(Object detection data)

━━━━━━━━

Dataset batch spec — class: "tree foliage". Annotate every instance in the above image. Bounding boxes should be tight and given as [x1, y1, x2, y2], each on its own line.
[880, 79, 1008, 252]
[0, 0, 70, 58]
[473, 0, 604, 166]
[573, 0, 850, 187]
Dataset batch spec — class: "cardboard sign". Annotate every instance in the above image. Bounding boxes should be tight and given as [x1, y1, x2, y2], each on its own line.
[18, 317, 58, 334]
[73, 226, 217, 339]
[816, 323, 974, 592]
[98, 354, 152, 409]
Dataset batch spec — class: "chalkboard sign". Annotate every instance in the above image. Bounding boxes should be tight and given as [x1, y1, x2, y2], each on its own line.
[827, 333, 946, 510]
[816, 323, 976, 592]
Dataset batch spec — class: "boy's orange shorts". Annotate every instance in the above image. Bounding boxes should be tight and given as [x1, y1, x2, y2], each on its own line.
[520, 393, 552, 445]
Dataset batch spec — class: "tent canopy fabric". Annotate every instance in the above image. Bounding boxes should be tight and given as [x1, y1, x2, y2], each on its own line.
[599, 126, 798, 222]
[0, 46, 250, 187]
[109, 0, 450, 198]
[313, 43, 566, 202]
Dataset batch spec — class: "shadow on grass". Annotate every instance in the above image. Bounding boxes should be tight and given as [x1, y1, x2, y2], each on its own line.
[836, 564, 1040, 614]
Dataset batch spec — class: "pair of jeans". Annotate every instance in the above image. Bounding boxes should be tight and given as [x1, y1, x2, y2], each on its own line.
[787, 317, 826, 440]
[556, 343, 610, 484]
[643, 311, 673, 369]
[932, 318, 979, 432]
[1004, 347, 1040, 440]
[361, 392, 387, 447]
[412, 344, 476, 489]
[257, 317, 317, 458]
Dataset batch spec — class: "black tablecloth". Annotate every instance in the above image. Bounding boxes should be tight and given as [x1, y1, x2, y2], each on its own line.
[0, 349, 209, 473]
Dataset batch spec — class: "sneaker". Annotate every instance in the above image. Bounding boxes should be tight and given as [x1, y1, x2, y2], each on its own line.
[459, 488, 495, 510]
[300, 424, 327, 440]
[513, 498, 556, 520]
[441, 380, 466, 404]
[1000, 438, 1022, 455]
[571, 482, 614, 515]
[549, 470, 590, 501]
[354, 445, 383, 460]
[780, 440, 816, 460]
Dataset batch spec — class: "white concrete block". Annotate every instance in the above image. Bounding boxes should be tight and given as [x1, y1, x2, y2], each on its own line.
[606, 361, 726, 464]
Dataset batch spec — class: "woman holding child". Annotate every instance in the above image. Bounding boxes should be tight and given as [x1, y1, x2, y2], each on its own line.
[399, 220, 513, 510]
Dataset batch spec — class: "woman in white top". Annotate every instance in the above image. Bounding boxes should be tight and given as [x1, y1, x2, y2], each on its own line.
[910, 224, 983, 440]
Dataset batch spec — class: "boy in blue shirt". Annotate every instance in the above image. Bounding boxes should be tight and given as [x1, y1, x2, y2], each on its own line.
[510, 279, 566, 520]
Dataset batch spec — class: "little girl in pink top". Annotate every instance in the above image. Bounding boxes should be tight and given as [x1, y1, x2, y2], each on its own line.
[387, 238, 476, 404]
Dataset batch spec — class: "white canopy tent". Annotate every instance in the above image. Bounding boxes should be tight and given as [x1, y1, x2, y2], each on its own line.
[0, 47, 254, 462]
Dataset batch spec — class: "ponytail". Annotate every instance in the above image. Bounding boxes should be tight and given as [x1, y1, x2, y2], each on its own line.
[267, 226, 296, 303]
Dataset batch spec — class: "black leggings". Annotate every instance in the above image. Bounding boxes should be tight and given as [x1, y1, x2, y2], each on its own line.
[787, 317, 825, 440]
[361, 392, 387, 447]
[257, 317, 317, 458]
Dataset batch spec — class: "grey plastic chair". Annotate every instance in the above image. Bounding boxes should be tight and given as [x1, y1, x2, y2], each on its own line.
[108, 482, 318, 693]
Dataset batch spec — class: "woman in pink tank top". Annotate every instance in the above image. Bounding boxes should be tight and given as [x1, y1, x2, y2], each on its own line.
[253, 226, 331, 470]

━━━━━━━━

Copy the records word for word, from the very start through the line containing "[98, 354, 152, 409]", with that line included.

> **REPLY**:
Dataset batch spec — class: "tree foliage". Annotate every instance in the above image. Bounding boxes should be tight and given as [x1, y1, x2, y2], each on its own line.
[880, 79, 1008, 252]
[0, 0, 70, 58]
[473, 0, 604, 166]
[573, 0, 850, 187]
Dataset batch spec — class: "cardboard sign". Annotate every instance in the above image. Bounding boxes should be tight and given as [x1, y1, x2, y2], each on its own line.
[18, 317, 58, 334]
[73, 226, 217, 339]
[816, 323, 974, 592]
[98, 354, 152, 409]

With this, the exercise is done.